--- EXERCISE DESCRIPTION ---
Could the records below please be retyped exactly, with their pictures left out?

STUDY MATERIAL below:

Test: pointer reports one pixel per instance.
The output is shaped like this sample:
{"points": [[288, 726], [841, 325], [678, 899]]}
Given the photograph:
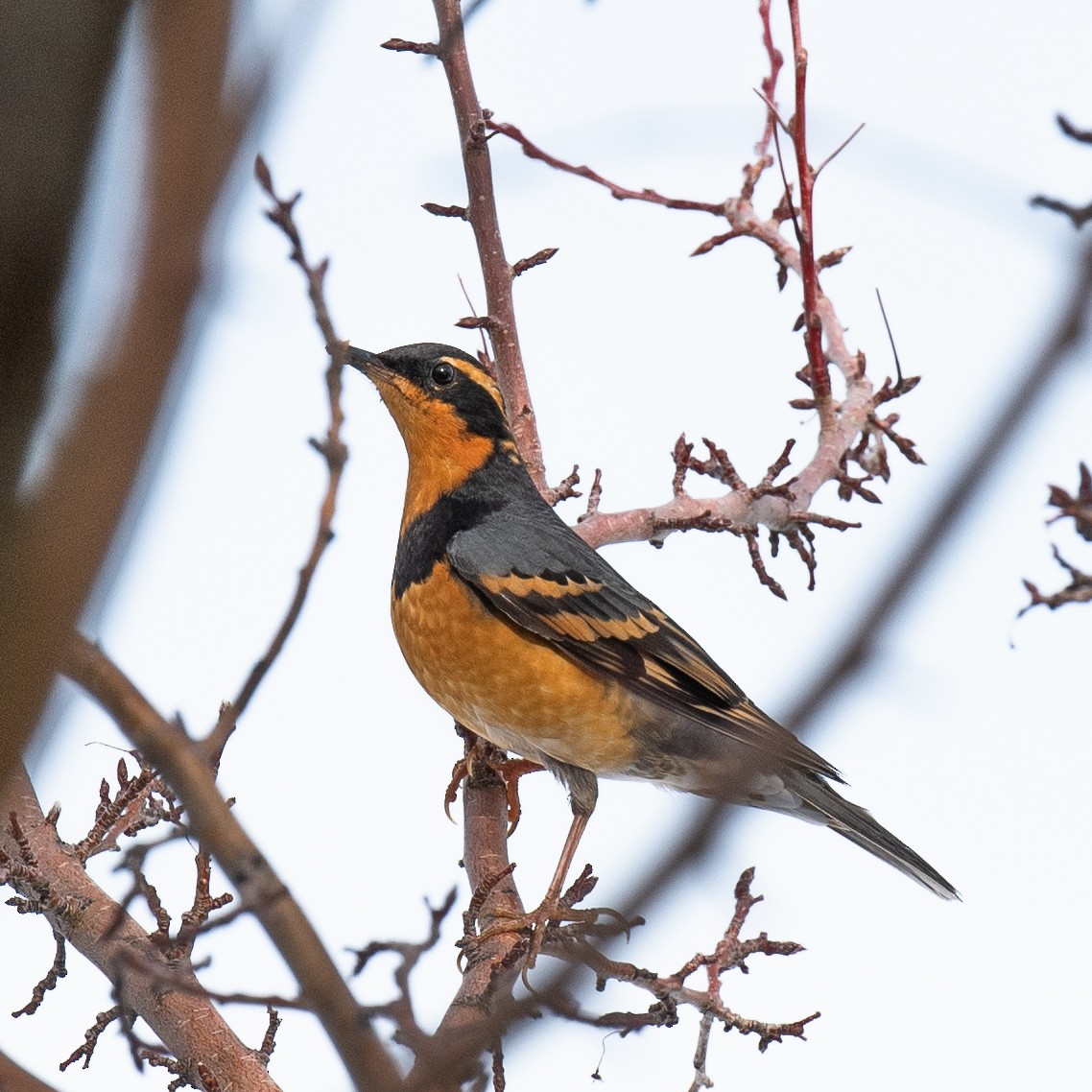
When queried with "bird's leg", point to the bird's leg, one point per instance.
{"points": [[509, 769], [551, 907]]}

End of STUDY MATERIAL.

--- OUTPUT FOR THIS TASK ---
Test: pointer reports one pixel per instance.
The output is shaped like this sample:
{"points": [[288, 726], [841, 325], [678, 899]]}
Given the photograph:
When queried with "bird's leg", point to the bird's leg, one point per instance.
{"points": [[509, 769], [551, 907]]}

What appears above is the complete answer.